■ **Aufgabenstellung**
Gib den Text über die Vertrauensabstimmung zugunsten Contes vollständig und wortgetreu wieder.

■ **Quelltext**

Das Resultat der Vertrauensabstimmung lautete schließlich 156 zu 140 Stimmen zugunsten Contes. Nach dem Austritt der Kleinpartei Italia Viva von Ex-Premier Matteo Renzi aus seiner Koalition sind dem Regierungschef am Dienstag eine Handvoll Überläufer aus anderen Parteien zur Seite gesprungen.

Die nunmehr nur einfache Mehrheit sichert Conte und seiner Regierung zwar das politische Überleben, aber das Regieren ist sehr viel komplizierter geworden. In den meisten Ausschüssen des Senats befindet sich die Regierung nun in der Minderheit, insbesondere im wichtigen Finanzausschuss. Die Opposition kann nun fast nach Belieben Bedingungen stellen.

Gesammelte Daten:

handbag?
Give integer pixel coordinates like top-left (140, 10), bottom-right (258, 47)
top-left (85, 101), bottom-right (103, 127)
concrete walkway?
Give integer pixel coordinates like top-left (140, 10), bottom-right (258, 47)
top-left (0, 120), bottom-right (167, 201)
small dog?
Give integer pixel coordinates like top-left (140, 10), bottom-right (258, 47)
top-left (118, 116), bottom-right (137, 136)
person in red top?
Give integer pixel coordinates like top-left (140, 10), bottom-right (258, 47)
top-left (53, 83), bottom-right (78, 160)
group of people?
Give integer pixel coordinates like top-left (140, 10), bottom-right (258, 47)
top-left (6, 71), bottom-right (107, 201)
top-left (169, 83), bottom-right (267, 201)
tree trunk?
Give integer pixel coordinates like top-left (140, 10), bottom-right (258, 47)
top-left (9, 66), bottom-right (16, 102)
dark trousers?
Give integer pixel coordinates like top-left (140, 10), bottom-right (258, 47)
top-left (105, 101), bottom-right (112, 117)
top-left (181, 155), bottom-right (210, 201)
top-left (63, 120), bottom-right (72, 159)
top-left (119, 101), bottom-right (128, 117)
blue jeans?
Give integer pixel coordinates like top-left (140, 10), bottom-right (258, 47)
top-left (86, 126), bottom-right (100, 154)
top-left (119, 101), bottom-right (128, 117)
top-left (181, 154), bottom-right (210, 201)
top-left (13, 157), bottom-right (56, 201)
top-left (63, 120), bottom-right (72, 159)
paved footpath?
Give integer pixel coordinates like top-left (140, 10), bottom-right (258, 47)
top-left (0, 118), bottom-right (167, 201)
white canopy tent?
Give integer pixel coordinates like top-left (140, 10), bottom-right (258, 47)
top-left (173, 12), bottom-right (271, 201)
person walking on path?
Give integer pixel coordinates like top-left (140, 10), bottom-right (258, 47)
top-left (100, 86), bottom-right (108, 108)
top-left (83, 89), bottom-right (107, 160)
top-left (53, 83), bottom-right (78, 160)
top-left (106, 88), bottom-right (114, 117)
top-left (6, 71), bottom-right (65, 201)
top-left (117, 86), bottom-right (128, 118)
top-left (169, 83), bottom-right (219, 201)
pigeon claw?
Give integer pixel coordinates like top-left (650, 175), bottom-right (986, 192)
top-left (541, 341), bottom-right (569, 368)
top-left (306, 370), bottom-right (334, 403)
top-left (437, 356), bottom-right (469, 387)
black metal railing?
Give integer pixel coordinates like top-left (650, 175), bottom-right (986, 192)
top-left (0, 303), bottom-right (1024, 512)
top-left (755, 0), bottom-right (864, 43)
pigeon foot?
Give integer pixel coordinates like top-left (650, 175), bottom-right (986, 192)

■ **Antwort**
Das Resultat der Vertrauensabstimmung lautete schließlich 156 zu 140 Stimmen zugunsten Contes. Nach dem Austritt der Kleinpartei Italia Viva von Ex-Premier Matteo Renzi aus seiner Koalition sind dem Regierungschef am Dienstag eine Handvoll Überläufer aus anderen Parteien zur Seite gesprungen.

Die nunmehr nur einfache Mehrheit sichert Conte und seiner Regierung zwar das politische Überleben, aber das Regieren ist sehr viel komplizierter geworden. In den meisten Ausschüssen des Senats befindet sich die Regierung nun in der Minderheit, insbesondere im wichtigen Finanzausschuss. Die Opposition kann nun fast nach Belieben Bedingungen stellen.